This application is a continuation of U.S. patent application Ser. No. 18/462,186 (Attorney Docket No. FYSNP085) by Holzer et al., filed on Sep. 6, 2023, entitled, “AUTOMATICALLY GENERATING SYNTHETIC IMAGES FROM NOVEL VIEWPOINTS,” which is incorporated by reference herein in its entirety for all purposes.
A portion of the disclosure of this patent document contains material which is subject to copyright protection. The copyright owner has no objection to the facsimile reproduction by anyone of the patent document or the patent disclosure as it appears in the United States Patent and Trademark Office patent file or records but otherwise reserves all copyright rights whatsoever.
The present disclosure relates generally to image processing, and more specifically to generating synthetic images from novel viewpoints.
Accurate automated damage assessment models consume a large amount of training data. Simply using images taken from cameras limits the amount and content of available training data.
The various embodiments, techniques and mechanisms described herein provide for automated generation of synthetic images from novel viewpoints. While many examples discussed herein relate to images of cars associated with damage assessment models, the disclosed techniques are widely applicable to images of any type of object. Additionally, frames from multi-view captures of an object, such as a car, are often used as examples of types of images. One having skill in the art can appreciate that discussion of such frames may be interchanged with any other types of images of any object of interest.
Some implementations described herein relate to propagation of annotations. Such annotations may be of any type, e.g., points of interest associated with the object, bounding boxes for deep learning-based detectors, pixel masks for semantic segmentation networks, etc. While many examples discussed herein relate to annotations associated with vehicular damage assessment models, the disclosed techniques are widely applicable to annotations in images of any type of object.
Accurate automated damage assessment models consume a large amount of training data. Conventional techniques that rely on only captured images from cameras limit the quantity of available training data. Moreover, traditional methods cannot be used to generate annotations for novel viewpoints (e.g., viewpoints that are not contained in an original camera capture.) By way of example, Arden Automotive utilizes 360-degree captures of damaged cars for use as training data in their damage assessment model. Such 360-degree captures are generated using images taken with a camera from camera positions around cars. These images are annotated and used as training data to be consumed by models (such as neural networks) that automatically assess damage in images of cars. Unfortunately, the camera viewpoints used in the generation of these 360-degree captures do not adequately capture damages from a variety of viewpoints such as oblique views of headlights and windows. Furthermore, since they are limited to images captured by cameras, Arden Automotive must capture numerous images from difficult (if not impossible) to reach viewpoints, to fully train their models. Consequently, their models are under-trained resulting in their frequent inaccurate assessment of damage.
□ □ □ □ □ □ □
Instructions:
1/ Answer these questions about the patent excerpt on synthetic images.
(a) On what date was the earlier application Ser. No. 18/462,186 filed?
(b) What three kinds of annotation does the excerpt give as examples?
(c) From which views do the 360-degree captures fail to capture damage adequately?
2/ Proceed with the patent excerpt on synthetic images, writing on from its last sentence.
The items after this text are not needed for anything here.
□ □ □ □ □ □ □
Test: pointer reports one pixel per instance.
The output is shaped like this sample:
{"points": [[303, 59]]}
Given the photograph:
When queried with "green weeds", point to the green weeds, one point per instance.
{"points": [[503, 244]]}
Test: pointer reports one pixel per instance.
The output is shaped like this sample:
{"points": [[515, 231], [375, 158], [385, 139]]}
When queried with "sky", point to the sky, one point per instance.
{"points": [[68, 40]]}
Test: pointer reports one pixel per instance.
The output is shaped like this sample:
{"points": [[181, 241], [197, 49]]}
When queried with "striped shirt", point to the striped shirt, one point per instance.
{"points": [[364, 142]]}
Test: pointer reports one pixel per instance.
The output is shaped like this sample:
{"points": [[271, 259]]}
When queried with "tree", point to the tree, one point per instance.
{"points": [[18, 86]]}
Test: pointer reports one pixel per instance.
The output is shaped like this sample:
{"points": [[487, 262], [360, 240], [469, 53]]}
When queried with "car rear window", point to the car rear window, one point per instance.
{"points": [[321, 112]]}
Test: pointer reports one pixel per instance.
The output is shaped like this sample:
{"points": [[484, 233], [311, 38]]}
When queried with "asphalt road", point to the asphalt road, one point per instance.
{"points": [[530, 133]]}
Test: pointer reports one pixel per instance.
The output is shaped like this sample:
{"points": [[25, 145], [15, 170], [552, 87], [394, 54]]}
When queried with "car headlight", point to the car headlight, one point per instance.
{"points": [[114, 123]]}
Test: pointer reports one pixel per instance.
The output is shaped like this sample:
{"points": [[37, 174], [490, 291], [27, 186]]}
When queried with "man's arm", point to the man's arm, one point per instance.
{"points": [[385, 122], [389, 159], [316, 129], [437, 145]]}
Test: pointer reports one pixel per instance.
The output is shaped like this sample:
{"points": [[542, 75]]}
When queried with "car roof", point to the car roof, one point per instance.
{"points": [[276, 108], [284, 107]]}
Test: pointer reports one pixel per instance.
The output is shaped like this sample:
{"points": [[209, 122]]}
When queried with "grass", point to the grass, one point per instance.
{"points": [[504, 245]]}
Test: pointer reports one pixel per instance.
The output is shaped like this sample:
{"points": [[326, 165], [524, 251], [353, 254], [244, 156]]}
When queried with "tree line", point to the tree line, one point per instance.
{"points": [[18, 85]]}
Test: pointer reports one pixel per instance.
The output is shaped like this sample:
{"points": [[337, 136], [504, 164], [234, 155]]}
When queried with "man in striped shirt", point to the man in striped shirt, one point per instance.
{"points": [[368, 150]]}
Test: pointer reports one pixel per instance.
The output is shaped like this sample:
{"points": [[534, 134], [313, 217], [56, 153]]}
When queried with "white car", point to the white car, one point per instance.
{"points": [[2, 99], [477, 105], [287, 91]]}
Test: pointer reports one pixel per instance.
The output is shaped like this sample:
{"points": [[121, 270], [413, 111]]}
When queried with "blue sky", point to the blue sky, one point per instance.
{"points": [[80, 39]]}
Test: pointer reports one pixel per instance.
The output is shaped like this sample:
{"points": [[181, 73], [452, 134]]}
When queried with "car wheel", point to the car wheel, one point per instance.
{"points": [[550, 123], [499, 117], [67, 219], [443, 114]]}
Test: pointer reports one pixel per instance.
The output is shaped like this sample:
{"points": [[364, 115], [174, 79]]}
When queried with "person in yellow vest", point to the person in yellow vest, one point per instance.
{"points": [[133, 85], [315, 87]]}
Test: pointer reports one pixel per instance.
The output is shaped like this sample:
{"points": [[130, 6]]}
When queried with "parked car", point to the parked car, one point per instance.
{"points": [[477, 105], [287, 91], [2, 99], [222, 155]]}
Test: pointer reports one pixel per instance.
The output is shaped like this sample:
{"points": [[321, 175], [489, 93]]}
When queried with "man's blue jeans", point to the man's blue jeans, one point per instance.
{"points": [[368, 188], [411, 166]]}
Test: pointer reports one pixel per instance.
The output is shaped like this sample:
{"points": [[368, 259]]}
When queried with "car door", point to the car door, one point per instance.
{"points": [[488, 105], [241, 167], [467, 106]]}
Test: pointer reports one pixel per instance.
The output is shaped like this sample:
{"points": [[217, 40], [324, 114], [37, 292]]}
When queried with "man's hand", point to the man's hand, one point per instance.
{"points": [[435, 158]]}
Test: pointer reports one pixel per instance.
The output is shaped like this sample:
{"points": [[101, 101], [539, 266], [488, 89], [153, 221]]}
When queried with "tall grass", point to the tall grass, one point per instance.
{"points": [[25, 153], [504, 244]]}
□ □ □ □ □ □ □
Answers to the tasks:
1/
(a) Sep. 6, 2023.
(b) Points of interest associated with the object, bounding boxes for deep learning-based detectors, and pixel masks for semantic segmentation networks.
(c) Oblique views of headlights and windows.

2/
By contrast, applying the disclosed techniques, each 360-degree capture can be utilized to generate and automatically annotate additional synthetic images. By way of illustration, returning to the above example, a 360-degree capture of a damaged car may be completed. A three-dimensional representation of the car and background may be generated and texturized. Synthetic images may be rendered for a variety of novel viewpoints for each captured image of the damaged car. As discussed in further detail below, a Generative Adversarial Network (GAN) can be trained specifically to improve the realism of these rendered synthetic images. These synthetic images depict a damaged bumper from an oblique view not captured in Arden Automotive's typical 360-degree capture. These synthetic images may then be automatically annotated. Therefore, Arden Automotive is provided with a larger set of training data with more complete views. Subsequently, their models are well-trained resulting in substantially more accurate assessment of damage.
Furthermore, manually annotating training data may be a time-consuming process, leaving room for human error. However, in contrast to conventional approaches, the disclosed techniques may be used to automatically propagate annotations. Returning to the above example, the disclosed techniques may be implemented to automatically propagate annotations to thousands of synthetic images. These thousands of correctly annotated images may be used as training data for the damage assessment model, saving valuable resources and improving model accuracy.
One having skill in the art can appreciate that the disclosed techniques may be implemented for a variety of purposes beyond generating and annotating training data for damage assessment. By way of example, synthetic images from novel viewpoints may be used for interpolating 360-degree captures of an object between images captured by a camera, the disclosed techniques may be implemented to train a network for generating three-dimensional reconstructions of objects such as cars, etc.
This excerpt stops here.